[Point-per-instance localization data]
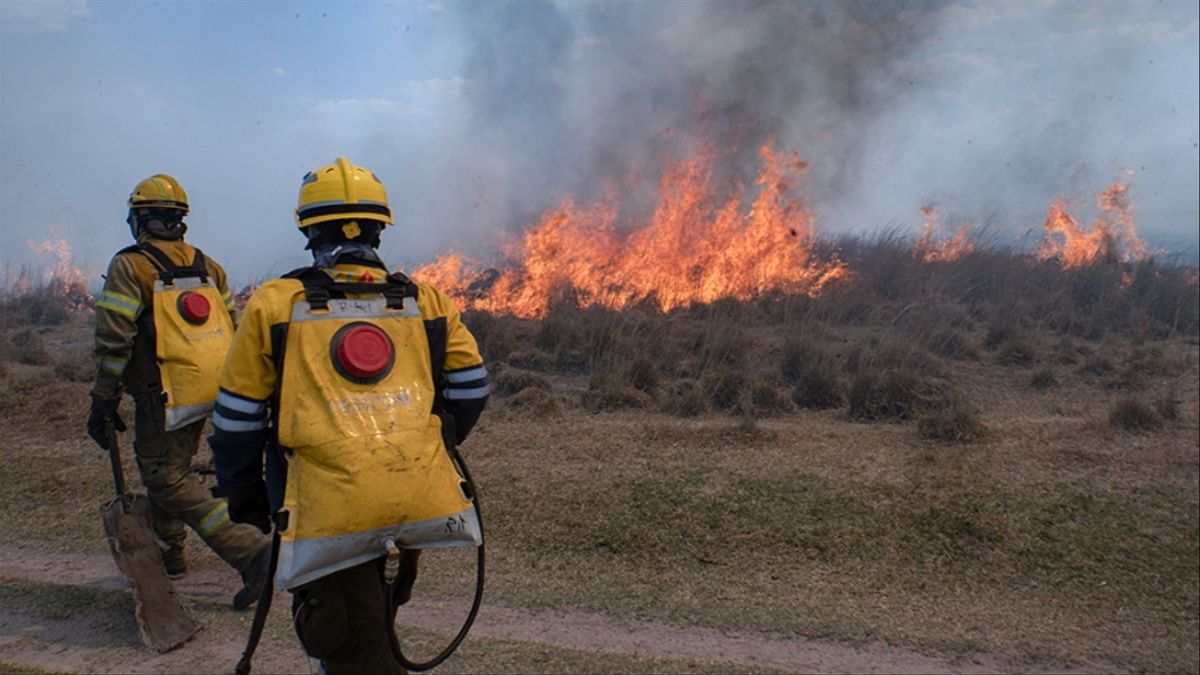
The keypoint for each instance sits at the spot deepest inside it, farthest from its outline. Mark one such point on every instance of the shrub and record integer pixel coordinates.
(817, 387)
(643, 375)
(1017, 351)
(767, 400)
(1043, 378)
(511, 381)
(892, 394)
(607, 390)
(952, 344)
(1168, 407)
(724, 388)
(1097, 364)
(535, 401)
(798, 354)
(1066, 352)
(1133, 414)
(957, 424)
(1128, 378)
(999, 332)
(685, 399)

→ Work instructions: Every line above needs to be written out again as it stands. Pictures do not belong in the copy.

→ Solution to this exercise:
The keypoint for each instance sits at the spot deepest inside it, farthest from its outline. Mark one such point on every instance of the shrub and record integer pixel coordinates.
(817, 387)
(643, 375)
(1017, 351)
(767, 400)
(1043, 378)
(511, 381)
(892, 394)
(607, 390)
(952, 344)
(1168, 407)
(724, 388)
(1097, 364)
(535, 401)
(798, 354)
(1066, 352)
(1133, 414)
(957, 424)
(1128, 378)
(999, 332)
(685, 399)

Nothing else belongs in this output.